> Available data
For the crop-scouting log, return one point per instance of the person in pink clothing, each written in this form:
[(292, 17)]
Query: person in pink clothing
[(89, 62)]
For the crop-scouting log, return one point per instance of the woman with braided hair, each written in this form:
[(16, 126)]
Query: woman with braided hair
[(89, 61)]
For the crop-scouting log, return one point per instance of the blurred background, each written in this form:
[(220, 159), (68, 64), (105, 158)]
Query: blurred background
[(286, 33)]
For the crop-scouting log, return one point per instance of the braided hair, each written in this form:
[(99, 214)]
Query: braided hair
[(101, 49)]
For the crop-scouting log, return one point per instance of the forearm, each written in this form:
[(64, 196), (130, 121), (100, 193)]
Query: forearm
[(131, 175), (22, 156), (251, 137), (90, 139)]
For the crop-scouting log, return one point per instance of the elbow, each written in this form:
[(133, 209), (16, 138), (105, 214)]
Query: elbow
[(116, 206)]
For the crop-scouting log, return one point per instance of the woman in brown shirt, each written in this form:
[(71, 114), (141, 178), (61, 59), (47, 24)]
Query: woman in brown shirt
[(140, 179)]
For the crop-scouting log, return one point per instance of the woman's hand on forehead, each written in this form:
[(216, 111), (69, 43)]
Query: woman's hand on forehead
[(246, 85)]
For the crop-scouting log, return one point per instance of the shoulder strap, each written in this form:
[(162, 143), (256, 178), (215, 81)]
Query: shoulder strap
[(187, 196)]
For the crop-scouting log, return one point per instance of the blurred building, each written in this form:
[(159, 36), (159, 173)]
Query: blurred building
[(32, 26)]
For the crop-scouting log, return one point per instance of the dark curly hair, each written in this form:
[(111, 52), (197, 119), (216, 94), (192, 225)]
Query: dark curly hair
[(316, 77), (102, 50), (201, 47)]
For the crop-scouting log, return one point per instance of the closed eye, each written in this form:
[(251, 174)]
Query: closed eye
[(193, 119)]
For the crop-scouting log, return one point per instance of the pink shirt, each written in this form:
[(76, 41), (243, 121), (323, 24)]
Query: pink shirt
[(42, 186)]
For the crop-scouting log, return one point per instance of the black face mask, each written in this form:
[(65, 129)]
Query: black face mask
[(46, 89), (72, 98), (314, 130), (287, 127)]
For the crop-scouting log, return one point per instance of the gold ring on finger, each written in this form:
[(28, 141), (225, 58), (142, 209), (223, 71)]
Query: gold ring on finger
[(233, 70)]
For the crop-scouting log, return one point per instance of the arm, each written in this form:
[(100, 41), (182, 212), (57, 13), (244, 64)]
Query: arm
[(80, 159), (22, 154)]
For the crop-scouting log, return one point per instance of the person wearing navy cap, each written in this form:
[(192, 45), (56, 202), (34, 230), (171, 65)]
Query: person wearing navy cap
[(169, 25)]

> Assignment
Would you retype the full listing without altering a single word?

> Your solution
For the crop-scouting log, return one point per instance of the person in pink clothing, each written in this form:
[(292, 17)]
Query: person in pink clothing
[(89, 62)]
For the crop-scouting log, return one point per instance of the woman with braided hair, each written in this form:
[(16, 126)]
Query: woman with braided hair
[(89, 61)]
For the crop-scouting log, return one point per instance of the blurred background, each written in this form:
[(220, 159), (68, 64), (105, 158)]
Query: blurred background
[(286, 33)]
For the crop-scouting log, return one point per instance of the braided hair, each written in this form:
[(99, 214)]
Query: braided hair
[(101, 49)]
For the crop-scouting log, return one point per instance of the forearm, each written in this form:
[(64, 196), (130, 121), (100, 193)]
Query: forearm
[(131, 175), (22, 156), (251, 137), (90, 139)]
For the crop-scouting log, return one point per instance of the elbow, each written in this form:
[(133, 209), (16, 138), (105, 214)]
Query: elbow
[(116, 206)]
For the crop-scouting log, return one point per instance of the woman in brown shirt, each written in this form:
[(71, 114), (141, 178), (61, 59), (47, 24)]
Query: woman in brown shirt
[(140, 179)]
For the crop-scouting log, return one point per instance of the woman's hand on forehead, each written in this form:
[(216, 111), (69, 43)]
Query: woman's hand on forehead
[(246, 85)]
For the crop-scouting log, return one point per instance of the shoulder strap, each written in this form:
[(162, 143), (256, 178), (215, 81)]
Query: shoulder strap
[(187, 196)]
For the crop-scouting log, return one point per instance of the blurred building, each written in this form:
[(159, 36), (159, 173)]
Query: blurred building
[(32, 26)]
For the crop-scouting log, return one point per instance of the dark curly hair, each written in this form:
[(111, 52), (197, 119), (216, 94), (192, 225)]
Query: dark curly hair
[(316, 77), (102, 50), (201, 47)]
For the crop-scouting log, return one point per instance of the closed eye, each written in this form:
[(251, 174)]
Query: closed eye
[(193, 119)]
For the crop-scouting log, return one point per instance of the pink shirt, each written in this form:
[(76, 41), (243, 121), (323, 24)]
Query: pink shirt
[(42, 186)]
For the crop-scouting log, return one point per instance of the black face mask, each written in this form:
[(65, 129)]
Query: black face mask
[(46, 89), (72, 98), (314, 130), (287, 127)]
For the crop-scouting log, return one point per instance of the gold ring on finger, each written in this form:
[(28, 141), (225, 58), (142, 209), (223, 71)]
Query: gold ring on finger
[(233, 70)]
For the crop-scouting log, return one point per instance of the arm, each written in this form:
[(100, 41), (182, 212), (57, 13), (244, 64)]
Query: arm
[(80, 159), (22, 154)]
For the crop-scouting log, return one point per instance of the person wearing navy cap, each written in this form:
[(192, 45), (56, 202), (34, 230), (171, 65)]
Query: person wearing navy cap
[(169, 25)]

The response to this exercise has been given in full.